Exercise A:
Answer the following questions using the essay on evening wear.
(i) About how far was the walk to work each way?
(ii) How often did the window dresser change the gowns?
(iii) What color were the three gowns that made the writer stop?
Exercise B: Translate into French the sentence "The window dresser changed them once a month." from the essay on evening wear.
Exercise C: Reproduce the passage of the essay on evening wear starting at "Then one day, I" and ending at "of evening wear.".

Page extract:
>>I don’t know when I first noticed evening wear as a fashion and aesthetic statement, but I know when my interest sharpened into consciousness. It was about twenty years ago. I used to walk to and from work every day, a hike of about seven kilometres each way. My route took me past a Mariana Hardwick store. It had two display windows, one in which two evening gowns were presented, the other with room only for one. The window dresser changed them once a month. I used to hang out for that change with the appetite of an addict.
I saw a few superb gowns there, one of them a standout: coffee lace bodice over a wide cream tulle skirt, reminiscent of Dior’s New Look of the late 1940s and early 1950s. The coffee lace was an exception in terms of colour. Overwhelmingly, the window dresser hooked white and off-white frocks onto the shoulders of the mannequins. That was disappointing to me. I love colour. I used to wonder why the dresser wouldn’t venture into blues and greens and yellows.
Then one day, I passed the window as usual and stopped. There in the display boxes were three gowns in glorious red. My jaw dropped. Not only were they beautiful in the depth and richness of their colour, they were beautiful in design, as if the dresser had thrown off her inhibitions at last, not just some of the way but all of the way. No more creeping around in safe white. This was brazen. This was wanton.
I forgot I was on my way to work and seated myself on a bench handily provided by the city council some time ago. The designs harked back to the Golden Era of Hollywood. Forget the sex goddesses of the 1940s and 1950s. I’m talking about the goddesses of evening wear.

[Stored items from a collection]
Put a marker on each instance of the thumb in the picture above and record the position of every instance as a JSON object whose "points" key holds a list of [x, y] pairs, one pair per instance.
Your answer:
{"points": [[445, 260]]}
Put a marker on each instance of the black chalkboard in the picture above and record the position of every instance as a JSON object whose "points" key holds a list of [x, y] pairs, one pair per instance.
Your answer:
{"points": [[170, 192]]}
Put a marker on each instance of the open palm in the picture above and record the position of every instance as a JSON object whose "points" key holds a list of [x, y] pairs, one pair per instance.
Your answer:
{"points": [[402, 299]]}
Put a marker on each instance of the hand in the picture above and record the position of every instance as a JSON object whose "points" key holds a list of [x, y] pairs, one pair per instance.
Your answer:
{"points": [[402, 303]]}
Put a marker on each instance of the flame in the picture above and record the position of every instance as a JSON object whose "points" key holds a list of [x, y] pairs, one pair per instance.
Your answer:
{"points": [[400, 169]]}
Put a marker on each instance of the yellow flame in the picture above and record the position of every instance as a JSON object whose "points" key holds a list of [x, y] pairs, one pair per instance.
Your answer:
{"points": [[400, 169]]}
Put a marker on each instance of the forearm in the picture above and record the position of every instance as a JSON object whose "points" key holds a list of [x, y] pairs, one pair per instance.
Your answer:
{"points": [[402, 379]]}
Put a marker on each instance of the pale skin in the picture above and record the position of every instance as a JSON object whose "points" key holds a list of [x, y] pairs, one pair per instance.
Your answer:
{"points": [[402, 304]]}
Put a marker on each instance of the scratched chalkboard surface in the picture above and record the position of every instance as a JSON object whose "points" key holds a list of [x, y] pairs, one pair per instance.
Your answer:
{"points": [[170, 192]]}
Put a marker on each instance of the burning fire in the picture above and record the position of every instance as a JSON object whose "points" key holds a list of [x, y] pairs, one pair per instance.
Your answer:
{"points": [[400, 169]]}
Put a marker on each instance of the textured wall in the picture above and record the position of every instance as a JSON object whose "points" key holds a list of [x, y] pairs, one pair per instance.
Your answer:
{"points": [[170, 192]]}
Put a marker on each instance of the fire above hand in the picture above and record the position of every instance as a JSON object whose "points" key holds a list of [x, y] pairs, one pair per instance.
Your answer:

Expected output A:
(i) About seven kilometres.
(ii) Once a month.
(iii) Red.

Expected output B: L'étalagiste les changeait une fois par mois.

Expected output C:
Then one day, I passed the window as usual and stopped. There in the display boxes were three gowns in glorious red. My jaw dropped. Not only were they beautiful in the depth and richness of their colour, they were beautiful in design, as if the dresser had thrown off her inhibitions at last, not just some of the way but all of the way. No more creeping around in safe white. This was brazen. This was wanton.
I forgot I was on my way to work and seated myself on a bench handily provided by the city council some time ago. The designs harked back to the Golden Era of Hollywood. Forget the sex goddesses of the 1940s and 1950s. I’m talking about the goddesses of evening wear.